**Task objective**.
Beginning with the first entry, set down each one exactly as shown.

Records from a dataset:
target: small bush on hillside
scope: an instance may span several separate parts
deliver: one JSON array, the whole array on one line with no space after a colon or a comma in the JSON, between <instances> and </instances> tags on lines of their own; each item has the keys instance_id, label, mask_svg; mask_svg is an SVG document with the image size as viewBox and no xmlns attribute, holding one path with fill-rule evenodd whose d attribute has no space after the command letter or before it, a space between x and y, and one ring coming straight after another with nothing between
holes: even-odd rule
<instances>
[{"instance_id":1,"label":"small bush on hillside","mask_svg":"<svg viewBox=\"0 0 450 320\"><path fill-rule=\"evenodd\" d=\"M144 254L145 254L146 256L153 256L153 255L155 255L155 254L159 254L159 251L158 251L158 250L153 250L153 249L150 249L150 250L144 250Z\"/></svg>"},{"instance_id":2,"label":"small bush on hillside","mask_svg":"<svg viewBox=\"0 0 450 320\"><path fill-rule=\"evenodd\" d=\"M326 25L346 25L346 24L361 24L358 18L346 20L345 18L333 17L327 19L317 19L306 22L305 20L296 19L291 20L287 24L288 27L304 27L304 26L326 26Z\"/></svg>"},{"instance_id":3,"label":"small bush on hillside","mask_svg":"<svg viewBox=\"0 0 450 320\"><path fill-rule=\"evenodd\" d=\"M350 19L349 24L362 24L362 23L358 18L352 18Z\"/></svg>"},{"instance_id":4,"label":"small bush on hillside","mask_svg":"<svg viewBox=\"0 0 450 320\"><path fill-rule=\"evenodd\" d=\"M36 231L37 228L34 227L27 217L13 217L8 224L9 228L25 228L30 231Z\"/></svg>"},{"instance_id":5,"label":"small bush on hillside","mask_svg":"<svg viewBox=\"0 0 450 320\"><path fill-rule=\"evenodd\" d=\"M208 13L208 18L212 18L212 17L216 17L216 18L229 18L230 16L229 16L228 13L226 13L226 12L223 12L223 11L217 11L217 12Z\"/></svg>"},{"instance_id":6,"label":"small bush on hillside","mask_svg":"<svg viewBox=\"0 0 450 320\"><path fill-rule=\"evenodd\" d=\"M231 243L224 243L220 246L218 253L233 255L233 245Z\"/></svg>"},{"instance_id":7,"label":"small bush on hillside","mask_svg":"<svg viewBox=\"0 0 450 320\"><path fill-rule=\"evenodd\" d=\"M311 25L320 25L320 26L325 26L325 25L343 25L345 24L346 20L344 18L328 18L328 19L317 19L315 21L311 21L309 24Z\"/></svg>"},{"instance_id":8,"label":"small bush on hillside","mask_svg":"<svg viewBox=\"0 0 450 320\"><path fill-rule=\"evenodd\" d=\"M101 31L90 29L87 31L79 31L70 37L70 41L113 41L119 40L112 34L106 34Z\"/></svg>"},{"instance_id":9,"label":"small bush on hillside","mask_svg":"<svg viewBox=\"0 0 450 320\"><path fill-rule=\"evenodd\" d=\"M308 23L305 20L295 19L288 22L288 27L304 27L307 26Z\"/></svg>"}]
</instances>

**Result**.
target: small bush on hillside
scope: an instance may span several separate parts
deliver: one JSON array, the whole array on one line with no space after a colon or a comma in the JSON, between <instances> and </instances> tags on lines of their own; each item has the keys instance_id, label, mask_svg; mask_svg is an SVG document with the image size as viewBox and no xmlns attribute, holding one path with fill-rule evenodd whose d attribute has no space after the command letter or before it, a space between x and y, and one ring coming straight after another with nothing between
holes: even-odd rule
<instances>
[{"instance_id":1,"label":"small bush on hillside","mask_svg":"<svg viewBox=\"0 0 450 320\"><path fill-rule=\"evenodd\" d=\"M144 254L145 254L146 256L153 256L153 255L155 255L155 254L159 254L159 251L158 251L158 250L153 250L153 249L150 249L150 250L144 250Z\"/></svg>"},{"instance_id":2,"label":"small bush on hillside","mask_svg":"<svg viewBox=\"0 0 450 320\"><path fill-rule=\"evenodd\" d=\"M326 25L346 25L346 24L361 24L358 18L346 20L345 18L333 17L327 19L317 19L306 22L305 20L296 19L291 20L287 24L288 27L304 27L304 26L326 26Z\"/></svg>"},{"instance_id":3,"label":"small bush on hillside","mask_svg":"<svg viewBox=\"0 0 450 320\"><path fill-rule=\"evenodd\" d=\"M350 19L349 24L362 24L362 23L358 18L352 18Z\"/></svg>"},{"instance_id":4,"label":"small bush on hillside","mask_svg":"<svg viewBox=\"0 0 450 320\"><path fill-rule=\"evenodd\" d=\"M36 231L37 228L34 227L27 217L13 217L8 224L9 228L25 228L30 231Z\"/></svg>"},{"instance_id":5,"label":"small bush on hillside","mask_svg":"<svg viewBox=\"0 0 450 320\"><path fill-rule=\"evenodd\" d=\"M208 13L208 18L212 18L212 17L216 17L216 18L229 18L230 16L229 16L228 13L226 13L226 12L223 12L223 11L217 11L217 12Z\"/></svg>"},{"instance_id":6,"label":"small bush on hillside","mask_svg":"<svg viewBox=\"0 0 450 320\"><path fill-rule=\"evenodd\" d=\"M231 243L224 243L220 246L218 253L233 255L233 245Z\"/></svg>"},{"instance_id":7,"label":"small bush on hillside","mask_svg":"<svg viewBox=\"0 0 450 320\"><path fill-rule=\"evenodd\" d=\"M311 25L320 25L320 26L325 26L325 25L343 25L345 24L346 20L344 18L328 18L328 19L317 19L315 21L311 21L309 24Z\"/></svg>"},{"instance_id":8,"label":"small bush on hillside","mask_svg":"<svg viewBox=\"0 0 450 320\"><path fill-rule=\"evenodd\" d=\"M101 31L90 29L87 31L79 31L70 37L70 41L113 41L119 40L112 34L106 34Z\"/></svg>"},{"instance_id":9,"label":"small bush on hillside","mask_svg":"<svg viewBox=\"0 0 450 320\"><path fill-rule=\"evenodd\" d=\"M308 23L305 20L295 19L288 22L288 27L304 27L307 26Z\"/></svg>"}]
</instances>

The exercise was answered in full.